(Dataset records)
****************
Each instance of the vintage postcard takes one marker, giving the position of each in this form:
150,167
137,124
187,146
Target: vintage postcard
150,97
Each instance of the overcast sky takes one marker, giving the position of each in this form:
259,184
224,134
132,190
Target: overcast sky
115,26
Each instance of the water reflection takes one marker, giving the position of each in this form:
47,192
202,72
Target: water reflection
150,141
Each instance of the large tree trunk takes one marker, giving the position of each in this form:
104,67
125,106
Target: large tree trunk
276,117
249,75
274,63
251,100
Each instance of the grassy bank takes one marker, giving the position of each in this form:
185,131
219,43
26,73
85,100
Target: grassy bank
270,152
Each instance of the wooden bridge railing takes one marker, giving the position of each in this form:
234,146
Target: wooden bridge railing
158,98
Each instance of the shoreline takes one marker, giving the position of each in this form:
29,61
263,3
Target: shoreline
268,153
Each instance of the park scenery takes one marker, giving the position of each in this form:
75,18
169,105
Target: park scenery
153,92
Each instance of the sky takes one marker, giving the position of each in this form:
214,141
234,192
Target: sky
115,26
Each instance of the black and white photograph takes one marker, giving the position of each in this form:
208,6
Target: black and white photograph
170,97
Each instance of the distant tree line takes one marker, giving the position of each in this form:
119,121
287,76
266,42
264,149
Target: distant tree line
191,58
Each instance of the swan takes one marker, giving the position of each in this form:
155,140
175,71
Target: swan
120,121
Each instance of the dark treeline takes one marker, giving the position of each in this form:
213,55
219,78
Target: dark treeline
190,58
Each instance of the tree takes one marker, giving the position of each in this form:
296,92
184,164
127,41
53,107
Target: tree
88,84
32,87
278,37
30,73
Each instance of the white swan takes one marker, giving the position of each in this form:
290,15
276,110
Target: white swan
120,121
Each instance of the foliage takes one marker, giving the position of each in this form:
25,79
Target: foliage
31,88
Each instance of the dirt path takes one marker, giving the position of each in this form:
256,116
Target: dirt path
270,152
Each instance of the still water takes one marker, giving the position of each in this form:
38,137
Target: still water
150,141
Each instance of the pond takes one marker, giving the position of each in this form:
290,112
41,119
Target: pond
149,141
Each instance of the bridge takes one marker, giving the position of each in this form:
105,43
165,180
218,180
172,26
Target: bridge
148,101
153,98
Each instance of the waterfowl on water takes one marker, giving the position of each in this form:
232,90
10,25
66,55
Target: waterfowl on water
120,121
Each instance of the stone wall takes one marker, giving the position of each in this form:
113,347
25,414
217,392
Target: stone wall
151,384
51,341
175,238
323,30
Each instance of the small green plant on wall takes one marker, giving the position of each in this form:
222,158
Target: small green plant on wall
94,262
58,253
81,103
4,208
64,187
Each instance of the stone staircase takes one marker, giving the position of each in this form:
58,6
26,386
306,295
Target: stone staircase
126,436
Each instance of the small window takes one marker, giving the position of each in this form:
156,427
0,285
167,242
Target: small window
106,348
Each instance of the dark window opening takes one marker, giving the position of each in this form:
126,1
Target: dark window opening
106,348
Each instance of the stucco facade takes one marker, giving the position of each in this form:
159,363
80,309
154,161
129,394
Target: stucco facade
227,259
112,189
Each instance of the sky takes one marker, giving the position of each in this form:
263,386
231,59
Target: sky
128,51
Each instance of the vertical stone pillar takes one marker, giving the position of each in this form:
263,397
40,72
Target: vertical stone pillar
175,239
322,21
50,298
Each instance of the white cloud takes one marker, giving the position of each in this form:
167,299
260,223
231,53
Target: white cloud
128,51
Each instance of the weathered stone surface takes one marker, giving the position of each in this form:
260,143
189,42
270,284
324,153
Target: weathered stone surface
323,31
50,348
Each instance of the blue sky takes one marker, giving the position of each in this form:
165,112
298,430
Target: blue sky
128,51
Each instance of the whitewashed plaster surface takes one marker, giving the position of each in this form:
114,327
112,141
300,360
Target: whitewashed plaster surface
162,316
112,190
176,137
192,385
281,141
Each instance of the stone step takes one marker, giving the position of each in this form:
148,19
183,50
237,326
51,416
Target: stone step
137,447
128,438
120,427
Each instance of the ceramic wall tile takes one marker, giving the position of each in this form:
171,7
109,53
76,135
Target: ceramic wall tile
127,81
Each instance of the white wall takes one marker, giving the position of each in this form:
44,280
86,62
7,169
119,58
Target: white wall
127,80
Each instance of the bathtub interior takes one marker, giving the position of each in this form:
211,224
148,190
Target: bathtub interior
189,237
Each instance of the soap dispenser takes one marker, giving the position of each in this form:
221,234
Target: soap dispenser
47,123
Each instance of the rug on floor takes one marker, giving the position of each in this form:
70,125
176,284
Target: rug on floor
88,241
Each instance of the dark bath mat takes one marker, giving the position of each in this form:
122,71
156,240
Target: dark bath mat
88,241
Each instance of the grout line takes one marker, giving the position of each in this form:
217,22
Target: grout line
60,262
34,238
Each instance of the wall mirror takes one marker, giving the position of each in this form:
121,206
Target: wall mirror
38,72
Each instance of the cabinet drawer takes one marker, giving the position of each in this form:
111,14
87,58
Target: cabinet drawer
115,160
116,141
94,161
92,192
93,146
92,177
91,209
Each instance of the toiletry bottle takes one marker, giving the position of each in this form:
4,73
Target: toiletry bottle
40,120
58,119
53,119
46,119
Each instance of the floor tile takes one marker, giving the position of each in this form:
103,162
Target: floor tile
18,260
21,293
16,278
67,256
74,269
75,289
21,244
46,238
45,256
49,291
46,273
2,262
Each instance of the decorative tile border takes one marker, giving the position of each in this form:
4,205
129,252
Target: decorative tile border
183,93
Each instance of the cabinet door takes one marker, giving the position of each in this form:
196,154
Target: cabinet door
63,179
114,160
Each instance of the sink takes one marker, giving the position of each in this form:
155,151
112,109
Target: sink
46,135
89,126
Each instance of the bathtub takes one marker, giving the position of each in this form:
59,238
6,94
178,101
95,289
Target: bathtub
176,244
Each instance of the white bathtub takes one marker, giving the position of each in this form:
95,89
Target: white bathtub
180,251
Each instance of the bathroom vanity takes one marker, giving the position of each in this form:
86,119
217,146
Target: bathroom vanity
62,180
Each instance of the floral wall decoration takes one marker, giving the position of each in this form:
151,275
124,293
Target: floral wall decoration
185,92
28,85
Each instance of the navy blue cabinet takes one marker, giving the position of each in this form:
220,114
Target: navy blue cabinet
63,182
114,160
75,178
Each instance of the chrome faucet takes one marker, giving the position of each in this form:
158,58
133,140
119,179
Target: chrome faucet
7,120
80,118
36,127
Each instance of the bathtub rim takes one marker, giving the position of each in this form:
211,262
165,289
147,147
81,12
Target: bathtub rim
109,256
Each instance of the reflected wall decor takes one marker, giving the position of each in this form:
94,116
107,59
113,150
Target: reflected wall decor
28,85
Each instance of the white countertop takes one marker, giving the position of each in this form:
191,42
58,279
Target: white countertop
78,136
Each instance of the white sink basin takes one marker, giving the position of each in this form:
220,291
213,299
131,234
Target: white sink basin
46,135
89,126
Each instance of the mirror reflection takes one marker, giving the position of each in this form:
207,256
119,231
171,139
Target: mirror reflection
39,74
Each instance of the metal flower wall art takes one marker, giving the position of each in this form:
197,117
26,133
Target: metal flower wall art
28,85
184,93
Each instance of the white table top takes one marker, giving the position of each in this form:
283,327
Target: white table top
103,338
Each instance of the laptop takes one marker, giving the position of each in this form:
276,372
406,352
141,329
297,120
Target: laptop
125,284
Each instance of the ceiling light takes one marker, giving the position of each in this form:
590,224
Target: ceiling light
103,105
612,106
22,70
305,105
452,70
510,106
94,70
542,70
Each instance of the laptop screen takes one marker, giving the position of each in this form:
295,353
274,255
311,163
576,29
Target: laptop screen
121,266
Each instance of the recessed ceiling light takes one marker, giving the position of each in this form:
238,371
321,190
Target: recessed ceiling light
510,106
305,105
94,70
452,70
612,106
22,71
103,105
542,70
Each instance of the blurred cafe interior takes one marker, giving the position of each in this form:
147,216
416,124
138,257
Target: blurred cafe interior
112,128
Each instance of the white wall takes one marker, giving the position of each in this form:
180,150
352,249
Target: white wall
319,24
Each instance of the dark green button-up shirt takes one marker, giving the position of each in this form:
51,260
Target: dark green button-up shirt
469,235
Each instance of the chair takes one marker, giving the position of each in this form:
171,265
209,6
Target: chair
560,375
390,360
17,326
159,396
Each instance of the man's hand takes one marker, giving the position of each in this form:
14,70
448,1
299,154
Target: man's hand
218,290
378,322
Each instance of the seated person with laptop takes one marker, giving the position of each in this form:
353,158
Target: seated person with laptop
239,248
****************
Work item: Reproduce exactly every line between the line with "Each instance of the dark green" and the last line of the records above, both included.

Written solution:
Each instance of the dark green button-up shirt takes one marker, giving the position of each in this form:
51,260
Target: dark green button-up shirt
469,235
Each instance of the chair takes one marker, giving the position of each in this form:
171,265
209,6
Target: chair
560,375
390,360
17,326
159,396
Each instance of the man's hand takes one marker, giving the position of each in this form:
14,70
448,1
299,154
Target: man's hand
218,290
378,322
Each instance of the seated person with laptop takes one marker, giving the position of each in this form:
353,158
Target: seated person with laptop
239,248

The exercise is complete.